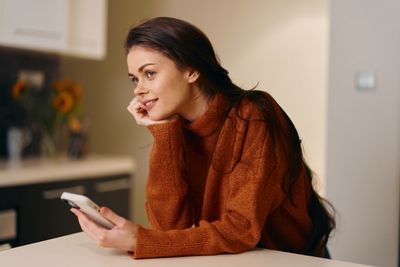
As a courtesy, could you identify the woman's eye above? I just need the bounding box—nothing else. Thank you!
[132,78,139,88]
[146,70,156,79]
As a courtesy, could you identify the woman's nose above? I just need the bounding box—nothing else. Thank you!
[133,82,147,96]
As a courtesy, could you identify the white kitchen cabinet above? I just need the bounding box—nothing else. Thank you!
[0,0,107,59]
[65,0,107,59]
[0,0,69,52]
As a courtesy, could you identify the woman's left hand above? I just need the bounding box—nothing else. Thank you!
[71,207,137,252]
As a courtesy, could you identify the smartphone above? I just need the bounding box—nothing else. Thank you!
[61,192,114,229]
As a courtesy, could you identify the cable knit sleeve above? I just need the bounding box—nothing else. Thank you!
[134,111,283,258]
[146,120,193,231]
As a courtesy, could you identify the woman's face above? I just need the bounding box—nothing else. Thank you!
[127,46,198,121]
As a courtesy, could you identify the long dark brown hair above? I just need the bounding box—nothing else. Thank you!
[125,17,335,255]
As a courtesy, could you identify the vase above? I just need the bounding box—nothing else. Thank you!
[7,127,31,162]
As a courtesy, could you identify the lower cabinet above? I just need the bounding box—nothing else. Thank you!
[0,174,131,247]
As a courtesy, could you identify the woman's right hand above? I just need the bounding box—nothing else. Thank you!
[127,97,176,126]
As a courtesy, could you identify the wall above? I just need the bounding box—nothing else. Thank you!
[63,0,328,230]
[327,0,400,267]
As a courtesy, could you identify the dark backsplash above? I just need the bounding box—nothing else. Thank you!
[0,48,61,158]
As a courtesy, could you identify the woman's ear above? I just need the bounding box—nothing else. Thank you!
[187,69,200,83]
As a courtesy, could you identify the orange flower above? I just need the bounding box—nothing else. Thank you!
[53,91,74,113]
[11,80,26,99]
[68,116,82,133]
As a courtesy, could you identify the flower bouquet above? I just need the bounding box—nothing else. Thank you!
[12,79,84,157]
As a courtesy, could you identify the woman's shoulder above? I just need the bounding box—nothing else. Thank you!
[231,90,279,120]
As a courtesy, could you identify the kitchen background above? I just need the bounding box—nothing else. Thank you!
[0,0,400,266]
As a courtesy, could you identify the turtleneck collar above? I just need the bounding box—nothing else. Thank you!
[184,94,228,136]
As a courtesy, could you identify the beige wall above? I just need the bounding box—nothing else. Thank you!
[63,0,328,230]
[327,0,400,267]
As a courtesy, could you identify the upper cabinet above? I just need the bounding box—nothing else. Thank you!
[66,0,107,59]
[0,0,107,59]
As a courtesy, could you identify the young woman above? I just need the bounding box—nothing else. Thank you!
[72,17,335,258]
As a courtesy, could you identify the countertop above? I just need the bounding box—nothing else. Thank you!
[0,232,376,267]
[0,155,136,187]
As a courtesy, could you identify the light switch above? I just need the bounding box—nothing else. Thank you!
[356,71,376,91]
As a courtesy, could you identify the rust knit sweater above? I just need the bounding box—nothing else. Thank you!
[134,95,312,258]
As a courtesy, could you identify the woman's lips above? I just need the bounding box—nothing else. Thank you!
[143,98,158,111]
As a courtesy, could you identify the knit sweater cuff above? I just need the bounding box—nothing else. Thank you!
[132,225,163,259]
[147,120,182,140]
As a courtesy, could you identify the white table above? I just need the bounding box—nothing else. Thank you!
[0,233,376,267]
[0,155,136,187]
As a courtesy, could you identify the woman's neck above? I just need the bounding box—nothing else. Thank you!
[180,88,210,122]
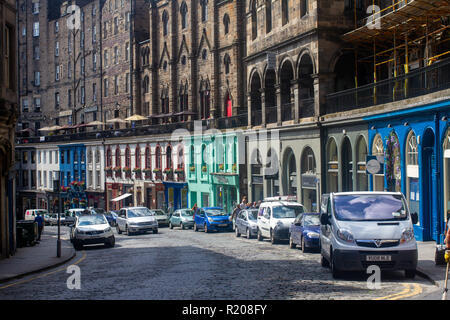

(GIVEN EXERCISE) Reproduce the stretch from the start of the material through the line containing "[127,97,176,126]", replacing every occurrence of "woman's" with "person's" and leaving all else unchanged. Omit the pictures.

(ANSWER BELOW)
As a courtesy, could you identify the person's eye above? I just need the bounding box—nothing else. Thank you!
[132,78,139,88]
[146,70,156,79]
As a courtesy, could you identify the person's nose above? I just need the bounding box—nothing else. Thank you!
[133,82,147,96]
As a courtesy, could you identify the white kitchen cabinet above? I just need the bounding box—nothing else. Thank you!
[0,0,107,59]
[65,0,107,59]
[0,0,69,52]
As a courtesy, could you identify the person's left hand above? I just need the bounding box—nothing else. Thank you!
[71,207,137,252]
As a courtesy, could you identify the smartphone above? I just need the bounding box—nothing else. Thank you!
[61,192,114,229]
As a courtesy, could you identify the cable knit sleeve above? I just need the bounding box—nothing else. Thank you!
[134,111,283,258]
[146,120,193,231]
As a courtesy, could you identify the person's face above? I just need the bounding box—nothing else. Thank you!
[127,46,198,121]
As a courtesy, could you identify the long dark brown hair above? I just need the bounding box—nothing else. Thank you!
[125,17,335,255]
As a courtesy, could you identify the vase above? I just need the bounding box—nothing else. Thank you!
[7,127,31,162]
As a courtesy, could you identify the lower cabinet above? I just need the bounding box—nothing else. Thank you!
[0,174,131,247]
As a courtesy, could you identify the person's right hand above? I just need the bounding box—nothing else. Thank you!
[127,97,176,126]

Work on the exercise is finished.